» Task statement
Please output the entries below from the line that contains "Target: green bush" through the final line, reproduced exactly and alone.

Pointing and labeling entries
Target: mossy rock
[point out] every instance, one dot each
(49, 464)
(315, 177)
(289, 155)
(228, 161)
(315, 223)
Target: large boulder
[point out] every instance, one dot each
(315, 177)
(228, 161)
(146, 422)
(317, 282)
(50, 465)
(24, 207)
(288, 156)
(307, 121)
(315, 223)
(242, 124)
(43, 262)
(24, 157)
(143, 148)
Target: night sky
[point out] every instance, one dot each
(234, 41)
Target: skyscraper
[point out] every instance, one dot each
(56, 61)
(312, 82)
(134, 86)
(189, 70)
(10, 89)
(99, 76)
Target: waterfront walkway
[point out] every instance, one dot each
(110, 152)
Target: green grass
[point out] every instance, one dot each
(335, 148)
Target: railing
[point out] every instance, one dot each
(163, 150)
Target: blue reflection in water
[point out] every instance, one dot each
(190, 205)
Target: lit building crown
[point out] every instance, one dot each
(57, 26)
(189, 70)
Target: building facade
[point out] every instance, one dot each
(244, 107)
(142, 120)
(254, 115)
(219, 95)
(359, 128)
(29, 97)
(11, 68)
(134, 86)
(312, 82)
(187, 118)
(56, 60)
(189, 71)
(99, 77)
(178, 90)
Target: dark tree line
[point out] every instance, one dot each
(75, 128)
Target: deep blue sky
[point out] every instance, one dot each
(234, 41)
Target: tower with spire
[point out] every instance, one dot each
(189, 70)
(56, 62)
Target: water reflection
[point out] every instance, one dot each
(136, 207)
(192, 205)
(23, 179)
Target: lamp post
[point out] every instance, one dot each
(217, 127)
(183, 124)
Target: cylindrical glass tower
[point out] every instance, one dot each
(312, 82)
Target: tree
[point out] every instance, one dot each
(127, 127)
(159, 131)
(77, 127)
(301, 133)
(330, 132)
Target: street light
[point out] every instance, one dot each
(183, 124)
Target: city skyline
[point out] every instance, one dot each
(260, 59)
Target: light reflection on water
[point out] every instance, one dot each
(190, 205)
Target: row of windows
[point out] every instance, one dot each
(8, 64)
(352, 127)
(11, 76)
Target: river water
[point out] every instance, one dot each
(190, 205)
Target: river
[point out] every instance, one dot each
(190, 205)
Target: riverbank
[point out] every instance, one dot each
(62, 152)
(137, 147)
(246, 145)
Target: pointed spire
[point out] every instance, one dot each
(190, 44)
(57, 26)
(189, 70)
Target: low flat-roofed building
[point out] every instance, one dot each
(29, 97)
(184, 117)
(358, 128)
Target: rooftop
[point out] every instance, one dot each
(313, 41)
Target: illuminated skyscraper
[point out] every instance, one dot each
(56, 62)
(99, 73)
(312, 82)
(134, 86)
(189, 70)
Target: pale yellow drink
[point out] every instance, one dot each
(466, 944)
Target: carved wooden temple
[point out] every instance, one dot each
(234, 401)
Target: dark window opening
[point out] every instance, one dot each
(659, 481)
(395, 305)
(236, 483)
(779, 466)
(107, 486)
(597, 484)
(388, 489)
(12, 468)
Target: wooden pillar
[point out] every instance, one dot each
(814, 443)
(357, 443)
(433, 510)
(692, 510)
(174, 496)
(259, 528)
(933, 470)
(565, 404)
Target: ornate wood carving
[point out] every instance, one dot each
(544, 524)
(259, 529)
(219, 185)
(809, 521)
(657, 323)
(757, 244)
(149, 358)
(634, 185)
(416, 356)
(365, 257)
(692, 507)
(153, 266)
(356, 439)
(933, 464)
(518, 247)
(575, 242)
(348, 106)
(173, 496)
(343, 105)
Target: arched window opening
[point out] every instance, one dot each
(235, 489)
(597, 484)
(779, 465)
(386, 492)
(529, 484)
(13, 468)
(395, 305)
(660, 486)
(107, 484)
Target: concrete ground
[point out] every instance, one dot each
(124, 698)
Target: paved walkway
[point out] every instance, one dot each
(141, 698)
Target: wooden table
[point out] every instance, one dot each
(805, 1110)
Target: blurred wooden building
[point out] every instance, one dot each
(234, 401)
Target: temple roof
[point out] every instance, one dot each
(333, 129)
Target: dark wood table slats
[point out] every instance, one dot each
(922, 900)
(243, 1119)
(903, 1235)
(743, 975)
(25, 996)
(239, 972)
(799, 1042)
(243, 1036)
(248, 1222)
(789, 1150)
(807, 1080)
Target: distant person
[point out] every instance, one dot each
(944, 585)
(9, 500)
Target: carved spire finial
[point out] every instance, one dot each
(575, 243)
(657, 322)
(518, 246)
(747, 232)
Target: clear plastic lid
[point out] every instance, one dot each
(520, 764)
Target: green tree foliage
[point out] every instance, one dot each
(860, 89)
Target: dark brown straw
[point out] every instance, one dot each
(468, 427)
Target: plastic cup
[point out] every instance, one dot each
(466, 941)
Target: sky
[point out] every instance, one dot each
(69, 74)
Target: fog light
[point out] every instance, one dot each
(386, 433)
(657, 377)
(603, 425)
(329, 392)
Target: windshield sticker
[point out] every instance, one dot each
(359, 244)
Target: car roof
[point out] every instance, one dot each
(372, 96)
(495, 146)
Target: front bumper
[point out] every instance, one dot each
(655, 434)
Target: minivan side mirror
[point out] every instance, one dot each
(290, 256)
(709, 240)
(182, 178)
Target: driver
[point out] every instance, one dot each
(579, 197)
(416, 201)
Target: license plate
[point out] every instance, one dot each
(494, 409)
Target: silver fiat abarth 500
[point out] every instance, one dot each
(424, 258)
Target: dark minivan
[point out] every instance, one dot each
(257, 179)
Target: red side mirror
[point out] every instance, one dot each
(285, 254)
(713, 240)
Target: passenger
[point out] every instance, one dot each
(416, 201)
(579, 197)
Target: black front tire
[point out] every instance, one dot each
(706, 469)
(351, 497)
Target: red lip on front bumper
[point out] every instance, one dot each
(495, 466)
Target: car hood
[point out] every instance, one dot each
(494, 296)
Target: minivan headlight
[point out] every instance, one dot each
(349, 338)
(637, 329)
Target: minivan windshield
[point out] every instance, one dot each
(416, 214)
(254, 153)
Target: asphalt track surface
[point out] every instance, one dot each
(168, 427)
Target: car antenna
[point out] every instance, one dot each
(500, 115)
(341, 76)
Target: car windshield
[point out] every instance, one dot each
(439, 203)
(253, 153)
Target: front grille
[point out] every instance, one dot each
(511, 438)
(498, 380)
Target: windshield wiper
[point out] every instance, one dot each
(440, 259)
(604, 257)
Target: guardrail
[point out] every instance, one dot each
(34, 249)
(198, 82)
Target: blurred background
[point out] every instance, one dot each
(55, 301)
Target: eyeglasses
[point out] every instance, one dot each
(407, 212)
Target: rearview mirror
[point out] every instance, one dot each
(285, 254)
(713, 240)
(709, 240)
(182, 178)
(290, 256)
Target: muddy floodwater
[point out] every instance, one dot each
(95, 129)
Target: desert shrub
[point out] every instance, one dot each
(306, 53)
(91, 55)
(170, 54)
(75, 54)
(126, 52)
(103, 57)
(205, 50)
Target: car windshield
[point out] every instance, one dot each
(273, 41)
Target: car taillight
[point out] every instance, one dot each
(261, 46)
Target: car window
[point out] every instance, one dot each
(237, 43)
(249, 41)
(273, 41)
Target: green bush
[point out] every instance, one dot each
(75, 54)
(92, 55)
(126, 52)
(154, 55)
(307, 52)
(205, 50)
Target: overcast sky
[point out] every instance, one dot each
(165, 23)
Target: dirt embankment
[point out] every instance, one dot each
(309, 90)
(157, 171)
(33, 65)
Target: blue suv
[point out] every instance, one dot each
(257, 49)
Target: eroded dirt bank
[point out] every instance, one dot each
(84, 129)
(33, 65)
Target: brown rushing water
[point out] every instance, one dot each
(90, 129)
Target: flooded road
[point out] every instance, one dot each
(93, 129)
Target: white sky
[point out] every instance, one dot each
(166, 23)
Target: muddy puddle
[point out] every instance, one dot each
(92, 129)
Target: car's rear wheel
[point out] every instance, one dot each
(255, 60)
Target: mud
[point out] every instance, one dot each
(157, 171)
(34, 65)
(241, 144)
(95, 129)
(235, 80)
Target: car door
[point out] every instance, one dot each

» Written solution
Target: green bush
[point out] every instance, one dot each
(75, 54)
(92, 55)
(126, 52)
(154, 55)
(307, 52)
(205, 50)
Target: overcast sky
[point out] every instance, one dot each
(165, 23)
Target: dirt embankment
[point out] every instance, one dot each
(309, 90)
(157, 171)
(33, 65)
Target: blue suv
[point out] every instance, one dot each
(257, 49)
Target: eroded dirt bank
[point out] every instance, one dot each
(84, 129)
(33, 65)
Target: brown rushing water
[point out] every instance, one dot each
(90, 129)
Target: flooded road
[point out] every instance, one dot each
(93, 129)
Target: white sky
[point out] every instance, one dot each
(166, 23)
Target: muddy puddle
[point out] every instance, one dot each
(92, 129)
Target: car's rear wheel
[point out] every instance, one dot each
(255, 60)
Target: mud
[point out] every instance, one dot each
(157, 171)
(34, 65)
(241, 144)
(95, 129)
(235, 80)
Target: car door
[point out] every instance, one dot each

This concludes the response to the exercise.